# What to work on
Your task is to print all of the material verbatim.

(Source data)
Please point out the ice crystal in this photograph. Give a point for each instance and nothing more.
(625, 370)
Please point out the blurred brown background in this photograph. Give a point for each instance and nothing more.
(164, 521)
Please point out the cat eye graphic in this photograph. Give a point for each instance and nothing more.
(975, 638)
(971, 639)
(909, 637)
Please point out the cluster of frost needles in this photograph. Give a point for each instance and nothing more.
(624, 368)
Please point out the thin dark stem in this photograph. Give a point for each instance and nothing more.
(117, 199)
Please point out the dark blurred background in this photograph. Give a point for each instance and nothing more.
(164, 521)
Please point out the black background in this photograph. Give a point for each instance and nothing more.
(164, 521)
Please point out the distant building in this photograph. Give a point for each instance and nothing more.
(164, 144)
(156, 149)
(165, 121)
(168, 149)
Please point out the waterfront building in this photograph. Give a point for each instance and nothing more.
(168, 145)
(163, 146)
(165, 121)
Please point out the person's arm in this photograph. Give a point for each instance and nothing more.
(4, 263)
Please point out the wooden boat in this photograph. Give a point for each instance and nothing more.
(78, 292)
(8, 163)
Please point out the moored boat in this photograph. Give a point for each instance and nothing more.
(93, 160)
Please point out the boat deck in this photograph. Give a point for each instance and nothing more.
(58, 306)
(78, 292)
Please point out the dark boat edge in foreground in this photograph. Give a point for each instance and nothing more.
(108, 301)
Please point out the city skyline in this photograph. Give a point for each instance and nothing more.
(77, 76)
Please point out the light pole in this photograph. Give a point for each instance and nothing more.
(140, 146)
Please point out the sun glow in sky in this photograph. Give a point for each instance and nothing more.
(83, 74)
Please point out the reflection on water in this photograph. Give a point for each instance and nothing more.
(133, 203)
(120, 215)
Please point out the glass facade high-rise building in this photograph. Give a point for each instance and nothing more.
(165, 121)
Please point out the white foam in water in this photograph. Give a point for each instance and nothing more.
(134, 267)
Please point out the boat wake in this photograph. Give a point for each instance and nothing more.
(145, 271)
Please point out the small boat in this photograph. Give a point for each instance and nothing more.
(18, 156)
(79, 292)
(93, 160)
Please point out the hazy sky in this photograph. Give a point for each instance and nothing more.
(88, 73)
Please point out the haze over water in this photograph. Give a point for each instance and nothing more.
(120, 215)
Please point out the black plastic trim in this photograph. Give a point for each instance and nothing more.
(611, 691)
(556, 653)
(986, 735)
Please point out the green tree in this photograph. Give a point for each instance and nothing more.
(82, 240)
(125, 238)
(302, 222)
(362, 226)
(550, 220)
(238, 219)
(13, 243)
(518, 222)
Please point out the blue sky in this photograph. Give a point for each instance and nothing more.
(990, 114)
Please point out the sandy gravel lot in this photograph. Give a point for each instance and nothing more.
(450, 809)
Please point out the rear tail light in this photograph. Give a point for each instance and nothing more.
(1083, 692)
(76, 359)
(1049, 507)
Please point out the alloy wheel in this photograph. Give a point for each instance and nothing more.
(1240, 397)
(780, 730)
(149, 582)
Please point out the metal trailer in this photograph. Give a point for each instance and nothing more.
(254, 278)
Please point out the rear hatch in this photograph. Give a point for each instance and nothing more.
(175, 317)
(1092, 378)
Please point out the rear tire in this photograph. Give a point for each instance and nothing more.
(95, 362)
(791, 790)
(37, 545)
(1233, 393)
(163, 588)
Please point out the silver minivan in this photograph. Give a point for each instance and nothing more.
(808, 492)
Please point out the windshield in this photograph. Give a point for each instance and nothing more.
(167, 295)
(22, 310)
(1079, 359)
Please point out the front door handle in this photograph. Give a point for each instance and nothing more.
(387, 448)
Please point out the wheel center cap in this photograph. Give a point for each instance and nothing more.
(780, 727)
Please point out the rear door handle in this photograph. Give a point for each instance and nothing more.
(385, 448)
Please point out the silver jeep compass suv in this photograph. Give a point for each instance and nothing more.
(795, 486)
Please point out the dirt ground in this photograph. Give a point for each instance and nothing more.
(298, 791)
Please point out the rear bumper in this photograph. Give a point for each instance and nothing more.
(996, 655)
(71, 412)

# The response
Please point out the ice crystal in this photograph. Give a point for each instance and nothing more.
(625, 370)
Please point out the blurred brown background in this photograph. Give a point for each instance and nothing more.
(164, 521)
Please point out the cat eye graphic in this photograph. Give a point for each instance and nothing more.
(975, 638)
(971, 639)
(909, 637)
Please point out the cluster of frost needles in this photograph. Give a point for each instance and nothing more.
(624, 368)
Please point out the thin dark stem in this photograph. Give a point for each instance and nothing more.
(117, 199)
Please point out the dark blurred background in this photograph. Give a point for each instance and nothing more.
(164, 521)
Please point out the black background in this photograph. Give a point for each instance and nothing more.
(164, 521)
Please point out the distant building in this photograph. Give a point for each instance and nothing more.
(164, 144)
(156, 149)
(165, 121)
(168, 149)
Please point out the waterfront building in this photograph. Give a point for each instance and nothing more.
(168, 145)
(163, 146)
(165, 121)
Please point out the person's arm in this photograph. Give a point for each instance and nothing more.
(4, 263)
Please point out the wooden boat in this photograph. Give a point for each instance and nothing more.
(78, 292)
(8, 163)
Please point out the moored boat in this photograph. Give a point for each instance and nothing more.
(93, 160)
Please point out the boat deck in this photograph. Give a point for each instance and nothing more.
(58, 306)
(78, 292)
Please point out the dark boat edge in foreground in this photograph. Give a point for each instance and nothing more.
(108, 301)
Please point out the city skyline in this photograph. Give a point for each instance and nothing more.
(77, 76)
Please point out the light pole in this photograph. Give a point for each instance and nothing more.
(140, 146)
Please point out the sun glow in sky in this photograph. Give a point for each instance and nothing more.
(83, 74)
Please point out the reflection on water in this photograph. Give a point for each instance and nothing more.
(133, 203)
(120, 215)
Please point out the glass facade high-rise building in this photograph. Give a point for each instance and nothing more.
(165, 121)
Please point out the white foam in water in this photograph. Give a point for each instance and nothing more.
(134, 267)
Please point out the boat wake in this photograph. Give a point for each instance and nothing more.
(145, 271)
Please point out the small boat in this photograph. Give a point for each instance and nothing more.
(18, 156)
(79, 292)
(93, 160)
Please point out the hazy sky in this photograph. Give a point for each instance and nothing more.
(88, 73)
Please point out the haze over water in this photograph. Give a point for each instance and nothing more.
(120, 215)
Please point out the black plastic trim in this photograph. Give a point for each instance and nothing more.
(611, 691)
(556, 653)
(986, 735)
Please point out the green tree in this photograph. Give a point for each instance and nothing more.
(82, 240)
(125, 238)
(302, 222)
(362, 226)
(550, 220)
(238, 219)
(13, 243)
(518, 222)
Please point out the blue sky in this photograph. Give a point for each instance and nothing more.
(990, 114)
Please point out the sandy gravel lot in this photograph. Give a point for each instance and nothing more.
(450, 809)
Please point out the rear tail light in this photograph. Give a point for each instance and nothing more.
(1083, 692)
(76, 359)
(1049, 507)
Please point out the alloy wheel in this photograph. Give a point for each instance and nothing more.
(1240, 397)
(780, 730)
(149, 582)
Please point out the metal trailer in this photograph. Give a point for each instance and nothing more.
(254, 278)
Please point out the rear hatch in this photograph. Give a point for each instance and nothing more.
(175, 317)
(1092, 378)
Please point out the rear tire in this photograph. Give a point for each instance and nothing more.
(95, 362)
(791, 790)
(37, 545)
(1233, 393)
(163, 588)
Please point out the silver minivan in this photograph. Give a point for each instance and nothing more.
(808, 492)
Please point out the windshield in this photograph. Give a point for each instance and nothing more.
(167, 295)
(22, 310)
(1079, 359)
Please point out the front door handle in this photograph. Give a point for each instance and nothing more.
(387, 448)
Please point out the wheel center cap in this photograph. Give a point for each instance and nothing more.
(780, 727)
Please point out the rear door handle in this photograph. Give a point for each instance and nothing more.
(385, 448)
Please point out the silver jeep compass suv in this photograph. Give a point for each instance and nothing more.
(795, 486)
Please point out the dirt ground in this photograph. Give a point for each instance and nothing more.
(298, 791)
Please point out the rear bumper in this photograph. Give a point for each instance and nothing more.
(996, 655)
(71, 412)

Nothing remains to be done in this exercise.